▸ Task to carry out: Omit the images, then print each record below exactly as it reads.

(Free-text object descriptions)
Segment Open

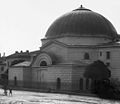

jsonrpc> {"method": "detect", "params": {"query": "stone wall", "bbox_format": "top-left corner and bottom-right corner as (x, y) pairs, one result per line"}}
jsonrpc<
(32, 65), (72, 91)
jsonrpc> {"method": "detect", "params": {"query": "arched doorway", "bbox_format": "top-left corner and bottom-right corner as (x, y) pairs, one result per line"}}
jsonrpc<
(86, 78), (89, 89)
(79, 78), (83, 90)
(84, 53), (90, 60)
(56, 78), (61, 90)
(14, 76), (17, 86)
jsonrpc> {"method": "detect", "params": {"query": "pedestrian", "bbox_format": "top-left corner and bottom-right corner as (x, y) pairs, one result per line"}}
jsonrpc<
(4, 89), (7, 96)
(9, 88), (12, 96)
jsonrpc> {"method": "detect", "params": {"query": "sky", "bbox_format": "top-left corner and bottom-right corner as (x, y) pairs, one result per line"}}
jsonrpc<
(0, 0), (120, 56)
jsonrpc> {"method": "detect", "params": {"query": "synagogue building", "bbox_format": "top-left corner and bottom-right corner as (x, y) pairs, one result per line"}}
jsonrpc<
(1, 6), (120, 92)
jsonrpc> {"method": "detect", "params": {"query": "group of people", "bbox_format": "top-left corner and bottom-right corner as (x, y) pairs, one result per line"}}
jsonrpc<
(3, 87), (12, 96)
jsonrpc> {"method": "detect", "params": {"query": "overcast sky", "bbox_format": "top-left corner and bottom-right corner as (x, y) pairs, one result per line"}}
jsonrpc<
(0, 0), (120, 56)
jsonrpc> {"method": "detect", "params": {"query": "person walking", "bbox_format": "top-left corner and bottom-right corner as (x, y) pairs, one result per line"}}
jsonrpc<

Segment Closed

▸ Response to the task:
jsonrpc> {"method": "detect", "params": {"query": "stone wall", "bbox_format": "top-left corner and bottom-right corner as (x, y) pairs, one result per line"}}
jsonrpc<
(32, 65), (72, 91)
jsonrpc> {"method": "detect", "params": {"query": "arched doorway", "bbox_format": "top-left corner and bottom-right corner as (x, y) pairs, one result per line"}}
jsonrpc<
(86, 78), (89, 89)
(79, 78), (83, 90)
(84, 53), (90, 60)
(56, 78), (61, 90)
(14, 76), (17, 86)
jsonrpc> {"method": "detect", "params": {"query": "pedestrian", "bbox_format": "top-left corner and bottom-right corner as (x, y) pairs, one result per line"}}
jsonrpc<
(4, 89), (7, 96)
(9, 88), (12, 96)
jsonrpc> {"method": "detect", "params": {"query": "sky", "bbox_format": "top-left corner and bottom-right corner as (x, y) pairs, one result per line"}}
jsonrpc<
(0, 0), (120, 56)
jsonrpc> {"method": "detect", "params": {"query": "synagogue building", "bbox_format": "top-left corner and bottom-right corner as (x, y) pairs, one result per line"}}
jsonrpc<
(1, 6), (120, 92)
jsonrpc> {"method": "detect", "params": {"query": "group of people", "bbox_format": "top-left corner and bottom-right corner as (x, y) pairs, one result per line"}}
jsonrpc<
(3, 87), (12, 96)
jsonrpc> {"method": "detect", "params": {"query": "overcast sky", "bbox_format": "top-left corner and bottom-right corner as (x, y) pairs, one result per line"}}
jsonrpc<
(0, 0), (120, 56)
jsonrpc> {"method": "detect", "params": {"query": "person walking", "bbox_format": "top-left corner and bottom-right corner as (x, y) pairs, one result per line"}}
jsonrpc<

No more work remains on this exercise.